## SHORT TASK
Report every line in the material below that contains the string "instance", copying each such line in full.

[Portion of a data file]
-------

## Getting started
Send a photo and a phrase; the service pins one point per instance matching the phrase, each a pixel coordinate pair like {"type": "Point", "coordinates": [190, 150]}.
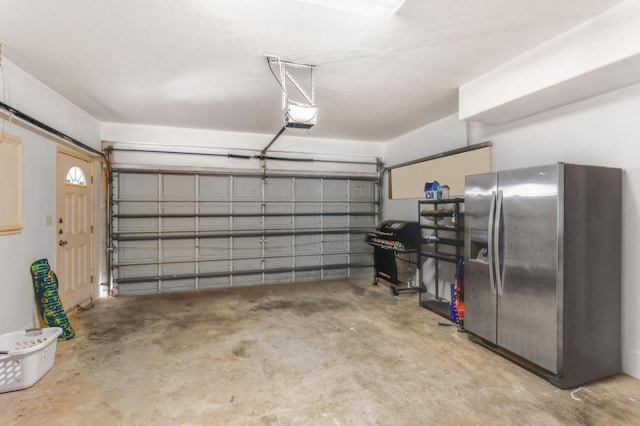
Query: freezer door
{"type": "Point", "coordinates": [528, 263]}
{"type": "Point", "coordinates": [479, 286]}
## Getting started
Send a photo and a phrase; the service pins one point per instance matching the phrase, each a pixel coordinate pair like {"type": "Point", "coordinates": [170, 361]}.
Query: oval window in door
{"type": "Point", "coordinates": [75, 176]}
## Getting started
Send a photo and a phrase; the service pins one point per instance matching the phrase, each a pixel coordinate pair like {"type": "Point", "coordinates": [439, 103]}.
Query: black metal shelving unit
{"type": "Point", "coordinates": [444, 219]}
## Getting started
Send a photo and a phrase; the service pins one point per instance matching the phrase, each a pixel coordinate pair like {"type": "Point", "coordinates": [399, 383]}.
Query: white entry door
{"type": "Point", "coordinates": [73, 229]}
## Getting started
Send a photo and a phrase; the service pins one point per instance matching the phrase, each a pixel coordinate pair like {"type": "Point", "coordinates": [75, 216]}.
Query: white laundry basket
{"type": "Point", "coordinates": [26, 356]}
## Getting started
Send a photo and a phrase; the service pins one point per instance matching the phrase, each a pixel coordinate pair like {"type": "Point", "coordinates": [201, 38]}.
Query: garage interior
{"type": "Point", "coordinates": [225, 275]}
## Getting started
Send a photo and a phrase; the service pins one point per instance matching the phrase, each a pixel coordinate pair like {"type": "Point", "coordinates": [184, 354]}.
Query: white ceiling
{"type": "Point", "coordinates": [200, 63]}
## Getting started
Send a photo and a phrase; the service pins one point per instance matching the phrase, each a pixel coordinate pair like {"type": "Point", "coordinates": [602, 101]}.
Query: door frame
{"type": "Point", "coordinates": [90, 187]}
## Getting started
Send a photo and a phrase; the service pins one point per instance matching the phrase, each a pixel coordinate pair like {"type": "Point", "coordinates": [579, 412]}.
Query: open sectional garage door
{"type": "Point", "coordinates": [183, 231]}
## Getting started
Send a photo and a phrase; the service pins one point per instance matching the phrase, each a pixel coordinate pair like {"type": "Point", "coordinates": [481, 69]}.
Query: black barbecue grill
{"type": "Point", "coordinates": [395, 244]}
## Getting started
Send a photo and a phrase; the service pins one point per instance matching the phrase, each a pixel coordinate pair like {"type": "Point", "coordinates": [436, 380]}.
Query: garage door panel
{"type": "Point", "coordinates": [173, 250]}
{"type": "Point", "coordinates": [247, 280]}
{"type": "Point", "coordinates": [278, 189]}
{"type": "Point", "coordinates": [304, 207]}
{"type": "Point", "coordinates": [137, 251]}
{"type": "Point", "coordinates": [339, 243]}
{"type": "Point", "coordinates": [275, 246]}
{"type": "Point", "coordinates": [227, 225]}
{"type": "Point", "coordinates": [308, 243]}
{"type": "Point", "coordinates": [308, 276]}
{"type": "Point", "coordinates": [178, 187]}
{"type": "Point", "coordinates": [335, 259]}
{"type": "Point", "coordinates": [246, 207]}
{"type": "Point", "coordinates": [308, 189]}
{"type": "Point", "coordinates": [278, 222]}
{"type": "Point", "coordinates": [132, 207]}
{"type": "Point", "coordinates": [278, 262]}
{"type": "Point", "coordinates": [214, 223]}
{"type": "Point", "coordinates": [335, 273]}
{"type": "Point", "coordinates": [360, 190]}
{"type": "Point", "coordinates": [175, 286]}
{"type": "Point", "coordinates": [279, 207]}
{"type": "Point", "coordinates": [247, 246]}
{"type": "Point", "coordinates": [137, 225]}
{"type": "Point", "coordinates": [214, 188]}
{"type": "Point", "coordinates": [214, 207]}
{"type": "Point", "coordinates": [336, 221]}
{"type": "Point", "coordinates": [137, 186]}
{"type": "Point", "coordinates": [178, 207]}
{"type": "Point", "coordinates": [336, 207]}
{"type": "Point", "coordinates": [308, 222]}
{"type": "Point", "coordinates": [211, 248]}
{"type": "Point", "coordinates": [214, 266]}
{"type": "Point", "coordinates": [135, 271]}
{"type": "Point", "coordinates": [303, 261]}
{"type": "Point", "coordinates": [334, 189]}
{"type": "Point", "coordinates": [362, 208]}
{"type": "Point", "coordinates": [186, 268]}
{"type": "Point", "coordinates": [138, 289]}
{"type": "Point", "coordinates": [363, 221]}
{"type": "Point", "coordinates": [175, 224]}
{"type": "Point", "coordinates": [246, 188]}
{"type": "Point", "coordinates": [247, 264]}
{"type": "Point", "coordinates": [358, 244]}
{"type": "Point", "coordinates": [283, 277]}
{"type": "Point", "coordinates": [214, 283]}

-------

## THE COMPLETED TASK
Send a photo and a phrase; the service pins one point per instance matching the phrase, each a pixel coordinate pair like {"type": "Point", "coordinates": [190, 150]}.
Send a photo and a phrase; the service pins one point per instance matching the phrase, each a pixel coordinate pair like {"type": "Point", "coordinates": [170, 361]}.
Send a photo and a phrase; the service pins one point per instance matching the phrase, each a pixel coordinate pair like {"type": "Point", "coordinates": [439, 103]}.
Send a photo and a phrase; the service pins one point per instance matching the phrase, each a pixel coordinate pair like {"type": "Point", "coordinates": [399, 383]}.
Send a photo and a phrase; the service pins one point per instance matching the phrase, each a pixel coordinate pair like {"type": "Point", "coordinates": [75, 216]}.
Send a photo and a phrase; the service pins one point per instance matching the phrase, each a pixel coordinate pair like {"type": "Point", "coordinates": [201, 38]}.
Send a photo and a phrase; the service pins one point per instance matching the phrase, each a pixel coordinate pair like {"type": "Point", "coordinates": [184, 354]}.
Send a photo and a phrase; the service pins one point per instance matching the phrase, each a pixel coordinate pair like {"type": "Point", "coordinates": [602, 101]}.
Send a photo and a phrase; the service pins one point per instance matching the phrase, each a pixel coordinate pair like {"type": "Point", "coordinates": [579, 412]}.
Send a photo and a phrase; the service pins one point per instance matching the phrase, each a pixel coordinate pair like {"type": "Point", "coordinates": [481, 69]}.
Send a photo and a phrase; the service pins one point per instance matching the phrase, each a pixel coordinate pair like {"type": "Point", "coordinates": [436, 380]}.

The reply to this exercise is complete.